> **Work to do**
Copy the listing below verbatim, beginning with the line that contains "Trace the outline of every instance of the arched" and ending with the line that contains "M54 122L54 109L52 107L50 109L50 122Z", both lines included.

> **Available records**
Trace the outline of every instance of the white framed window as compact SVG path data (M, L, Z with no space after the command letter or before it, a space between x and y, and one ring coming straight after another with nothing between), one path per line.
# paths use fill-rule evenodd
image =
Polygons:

* * *

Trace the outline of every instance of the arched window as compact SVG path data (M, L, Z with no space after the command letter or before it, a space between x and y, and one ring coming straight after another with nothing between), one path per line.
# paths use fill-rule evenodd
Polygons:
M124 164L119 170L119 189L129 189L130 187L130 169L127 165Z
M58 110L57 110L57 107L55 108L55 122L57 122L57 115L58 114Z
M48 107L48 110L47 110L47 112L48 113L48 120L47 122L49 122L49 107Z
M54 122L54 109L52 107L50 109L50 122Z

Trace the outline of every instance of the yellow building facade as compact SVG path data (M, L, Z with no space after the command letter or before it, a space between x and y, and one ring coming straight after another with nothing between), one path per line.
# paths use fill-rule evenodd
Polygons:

> **Solution**
Trace the outline of every instance of the arched window as compact SVG path data (M, L, Z with no space after the command letter or before it, a space between x and y, and one ring coming straight after another with nothing between), one path per line.
# paths use fill-rule evenodd
Polygons:
M124 164L119 170L119 189L129 189L130 187L130 169L127 165Z
M58 110L57 110L57 107L55 108L55 122L57 122L57 115L58 114Z
M48 107L48 110L47 110L47 112L48 113L48 120L47 122L49 122L49 107Z
M54 122L54 109L52 107L50 109L50 122Z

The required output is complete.